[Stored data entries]
>> Begin

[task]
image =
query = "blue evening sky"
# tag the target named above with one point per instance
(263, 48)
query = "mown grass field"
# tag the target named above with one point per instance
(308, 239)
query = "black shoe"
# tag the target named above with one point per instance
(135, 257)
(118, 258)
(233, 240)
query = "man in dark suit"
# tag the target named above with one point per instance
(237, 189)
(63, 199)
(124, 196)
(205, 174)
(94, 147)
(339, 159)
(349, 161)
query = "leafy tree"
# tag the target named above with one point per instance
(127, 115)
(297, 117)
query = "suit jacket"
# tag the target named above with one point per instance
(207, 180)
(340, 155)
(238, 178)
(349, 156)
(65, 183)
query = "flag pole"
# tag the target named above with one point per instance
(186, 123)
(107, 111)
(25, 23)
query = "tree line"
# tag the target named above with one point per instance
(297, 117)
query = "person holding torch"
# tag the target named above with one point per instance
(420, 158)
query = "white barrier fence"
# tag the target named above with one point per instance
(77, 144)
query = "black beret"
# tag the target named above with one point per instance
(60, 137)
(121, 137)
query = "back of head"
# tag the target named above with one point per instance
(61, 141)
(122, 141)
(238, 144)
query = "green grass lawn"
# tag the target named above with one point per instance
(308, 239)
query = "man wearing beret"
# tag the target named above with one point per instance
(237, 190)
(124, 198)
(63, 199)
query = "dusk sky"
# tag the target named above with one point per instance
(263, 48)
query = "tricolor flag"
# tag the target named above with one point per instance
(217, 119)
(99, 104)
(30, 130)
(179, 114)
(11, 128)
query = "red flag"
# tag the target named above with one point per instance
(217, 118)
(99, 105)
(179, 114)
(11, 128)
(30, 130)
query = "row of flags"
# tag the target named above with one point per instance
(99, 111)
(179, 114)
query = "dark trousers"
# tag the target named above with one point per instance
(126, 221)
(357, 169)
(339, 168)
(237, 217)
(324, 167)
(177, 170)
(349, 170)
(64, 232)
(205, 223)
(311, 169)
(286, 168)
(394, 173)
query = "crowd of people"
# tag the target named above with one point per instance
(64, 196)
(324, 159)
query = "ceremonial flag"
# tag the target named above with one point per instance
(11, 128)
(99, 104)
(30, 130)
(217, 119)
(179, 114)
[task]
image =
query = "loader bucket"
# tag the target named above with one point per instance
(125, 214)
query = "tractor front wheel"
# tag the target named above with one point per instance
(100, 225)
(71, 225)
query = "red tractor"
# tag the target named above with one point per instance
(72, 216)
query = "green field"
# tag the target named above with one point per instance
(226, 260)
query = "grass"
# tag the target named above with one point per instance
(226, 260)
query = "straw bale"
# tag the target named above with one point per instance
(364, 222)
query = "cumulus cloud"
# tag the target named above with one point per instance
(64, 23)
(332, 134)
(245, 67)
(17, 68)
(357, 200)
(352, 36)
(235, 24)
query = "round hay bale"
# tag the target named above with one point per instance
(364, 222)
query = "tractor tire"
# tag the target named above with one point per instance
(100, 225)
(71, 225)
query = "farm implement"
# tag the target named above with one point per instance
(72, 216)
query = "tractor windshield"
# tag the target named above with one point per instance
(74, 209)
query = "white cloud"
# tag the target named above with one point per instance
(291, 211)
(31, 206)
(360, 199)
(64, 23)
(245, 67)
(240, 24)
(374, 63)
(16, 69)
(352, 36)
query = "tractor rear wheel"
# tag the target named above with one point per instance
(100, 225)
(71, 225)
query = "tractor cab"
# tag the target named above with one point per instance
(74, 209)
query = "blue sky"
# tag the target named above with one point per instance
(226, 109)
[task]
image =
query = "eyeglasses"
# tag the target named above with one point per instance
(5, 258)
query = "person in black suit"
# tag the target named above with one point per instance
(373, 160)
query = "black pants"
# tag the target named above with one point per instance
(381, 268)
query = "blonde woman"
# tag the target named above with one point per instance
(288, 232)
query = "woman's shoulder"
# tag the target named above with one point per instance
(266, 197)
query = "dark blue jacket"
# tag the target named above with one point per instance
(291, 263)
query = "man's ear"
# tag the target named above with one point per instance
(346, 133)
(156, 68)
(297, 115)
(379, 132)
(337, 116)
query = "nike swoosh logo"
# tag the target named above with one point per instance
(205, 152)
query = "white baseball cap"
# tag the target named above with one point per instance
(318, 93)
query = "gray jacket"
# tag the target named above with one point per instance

>> End

Task directions: From the rows above, select and copy each line that contains the word "bale".

Complete response:
query = "straw bale"
query = "round hay bale"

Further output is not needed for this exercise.